REQUIRED WORK: Show every line of the data below that contains the string "felt", copying each line whole. Treat uppercase and lowercase as different.
************
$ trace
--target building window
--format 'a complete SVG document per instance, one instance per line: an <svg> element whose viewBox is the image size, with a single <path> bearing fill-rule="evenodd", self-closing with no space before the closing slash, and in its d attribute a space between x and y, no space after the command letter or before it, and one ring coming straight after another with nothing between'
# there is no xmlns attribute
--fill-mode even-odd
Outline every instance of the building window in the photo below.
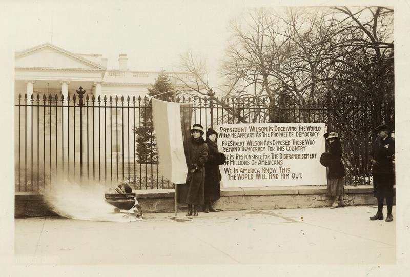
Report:
<svg viewBox="0 0 410 277"><path fill-rule="evenodd" d="M121 131L113 130L111 131L111 153L121 152Z"/></svg>
<svg viewBox="0 0 410 277"><path fill-rule="evenodd" d="M121 111L122 111L120 109L111 109L111 115L118 117L121 116L121 115L122 114Z"/></svg>

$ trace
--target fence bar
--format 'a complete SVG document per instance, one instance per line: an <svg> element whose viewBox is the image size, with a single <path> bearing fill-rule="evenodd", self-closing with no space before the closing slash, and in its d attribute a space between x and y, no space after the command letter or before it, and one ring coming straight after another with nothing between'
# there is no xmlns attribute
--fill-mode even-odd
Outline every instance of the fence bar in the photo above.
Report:
<svg viewBox="0 0 410 277"><path fill-rule="evenodd" d="M92 96L92 105L90 106L90 96L86 95L85 106L79 96L79 103L77 103L75 94L71 95L69 94L66 100L63 95L59 98L56 94L38 94L36 95L36 104L34 103L34 95L24 95L24 101L22 101L22 94L18 96L15 105L17 115L15 123L18 124L18 127L16 126L18 128L16 129L15 140L18 143L16 148L16 166L18 167L16 170L16 174L18 174L16 178L16 190L38 191L41 182L43 184L51 182L55 175L59 174L61 171L64 174L67 173L69 178L70 176L73 178L73 175L75 179L78 177L76 175L79 166L80 178L83 174L85 175L83 171L87 170L87 179L89 180L92 174L93 179L96 180L98 170L98 179L102 182L110 180L112 182L116 176L116 180L122 178L129 180L130 183L133 182L134 189L170 187L169 180L162 176L160 172L162 167L156 160L156 146L153 136L155 134L154 130L151 125L146 125L146 123L152 123L152 104L148 98L144 97L141 101L139 97L137 103L135 97L133 96L131 105L130 97L128 96L125 106L124 96L120 96L120 107L118 96L115 97L115 105L112 96L108 96L109 103L107 103L107 96L105 96L103 105L101 96L99 96L96 101L95 96ZM40 96L43 97L42 103ZM206 130L210 126L215 128L214 125L217 127L221 124L237 122L326 123L329 131L337 132L344 138L342 142L343 161L346 168L345 179L346 184L356 182L354 178L356 176L370 175L367 153L374 139L371 134L373 125L375 122L383 122L391 124L394 122L394 107L389 107L384 103L380 107L369 106L366 102L359 103L346 98L338 100L336 102L340 106L336 107L329 95L326 95L324 100L318 101L295 101L274 96L263 99L256 97L218 99L213 95L208 96L194 97L193 99L191 97L188 98L182 97L176 100L177 102L183 102L193 100L193 123L202 124ZM86 113L84 116L83 109L85 109ZM92 114L90 114L90 112ZM120 115L118 113L120 113ZM130 116L133 116L132 119ZM83 124L83 120L85 124ZM92 121L92 124L90 123L90 120ZM345 122L348 124L346 125ZM66 124L67 127L64 128ZM53 124L55 126L53 126ZM61 127L59 127L59 124ZM98 131L96 125L98 125ZM35 128L36 131L34 130ZM138 130L146 133L140 136L139 133L136 132ZM42 135L40 133L42 131ZM86 132L86 134L84 132ZM107 135L110 136L109 140ZM144 137L148 138L144 140ZM133 146L134 149L132 150ZM85 151L83 153L83 147L85 147L86 153ZM92 148L92 151L90 147ZM98 148L98 151L96 147ZM42 161L40 157L42 153ZM77 156L78 153L79 159ZM87 155L87 166L83 165L83 154ZM36 159L35 155L37 155ZM92 155L92 166L90 164L90 155ZM108 166L109 168L107 168ZM74 167L73 172L70 167ZM122 167L122 177L120 176L120 167ZM40 176L41 170L43 177ZM102 170L104 170L103 174ZM50 175L47 176L49 177L47 180L46 173L49 174L48 171ZM37 183L37 186L34 185L35 182ZM173 185L171 186L173 187Z"/></svg>

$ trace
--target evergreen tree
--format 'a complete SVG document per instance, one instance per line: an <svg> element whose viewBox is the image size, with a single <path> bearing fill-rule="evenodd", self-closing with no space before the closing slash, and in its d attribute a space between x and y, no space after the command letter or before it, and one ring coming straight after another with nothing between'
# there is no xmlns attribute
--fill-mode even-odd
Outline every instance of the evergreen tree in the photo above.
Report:
<svg viewBox="0 0 410 277"><path fill-rule="evenodd" d="M174 92L163 93L174 89L170 78L165 71L161 71L155 80L155 83L148 89L148 96L155 96L156 99L172 102L174 100ZM161 95L158 95L161 94ZM140 164L157 164L156 139L152 123L152 103L148 98L145 97L144 102L140 104L139 120L140 125L134 126L137 138L138 162ZM140 127L139 127L140 126Z"/></svg>

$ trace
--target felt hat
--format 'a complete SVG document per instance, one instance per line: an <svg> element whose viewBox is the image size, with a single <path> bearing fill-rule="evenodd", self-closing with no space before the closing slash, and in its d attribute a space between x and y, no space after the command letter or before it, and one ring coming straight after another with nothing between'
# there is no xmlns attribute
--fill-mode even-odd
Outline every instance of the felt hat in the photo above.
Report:
<svg viewBox="0 0 410 277"><path fill-rule="evenodd" d="M218 133L216 132L216 131L215 131L212 128L209 128L208 130L207 131L207 134L206 134L207 137L208 137L211 134L216 135L216 137L217 138L218 138Z"/></svg>
<svg viewBox="0 0 410 277"><path fill-rule="evenodd" d="M203 127L200 124L194 124L194 126L192 126L192 129L191 129L191 133L192 134L194 131L199 131L201 135L203 135L204 133L203 132Z"/></svg>
<svg viewBox="0 0 410 277"><path fill-rule="evenodd" d="M385 124L381 124L376 127L376 128L373 130L373 133L377 134L377 132L380 130L387 130L388 132L390 132L390 128L388 128L388 126Z"/></svg>
<svg viewBox="0 0 410 277"><path fill-rule="evenodd" d="M337 135L337 133L335 133L335 132L332 132L331 133L330 133L329 135L327 136L327 138L326 139L329 140L330 138L338 138L339 140L340 139L340 138L339 137L339 136Z"/></svg>

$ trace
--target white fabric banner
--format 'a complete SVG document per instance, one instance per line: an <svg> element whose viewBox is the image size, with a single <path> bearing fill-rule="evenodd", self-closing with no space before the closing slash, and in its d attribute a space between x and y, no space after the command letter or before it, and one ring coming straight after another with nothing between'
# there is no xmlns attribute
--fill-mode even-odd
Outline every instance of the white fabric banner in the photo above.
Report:
<svg viewBox="0 0 410 277"><path fill-rule="evenodd" d="M185 160L180 106L177 103L152 99L154 129L159 163L163 176L174 184L184 184L188 172Z"/></svg>
<svg viewBox="0 0 410 277"><path fill-rule="evenodd" d="M218 144L227 156L224 187L327 184L319 163L325 151L324 123L222 124Z"/></svg>

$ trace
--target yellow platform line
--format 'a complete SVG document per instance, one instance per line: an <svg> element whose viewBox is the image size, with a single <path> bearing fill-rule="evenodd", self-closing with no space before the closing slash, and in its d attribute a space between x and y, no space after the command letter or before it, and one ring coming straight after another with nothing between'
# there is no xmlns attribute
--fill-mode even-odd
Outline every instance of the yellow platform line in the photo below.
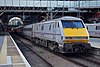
************
WRITTEN ANSWER:
--target felt hat
Outline every instance of the felt hat in the photo above.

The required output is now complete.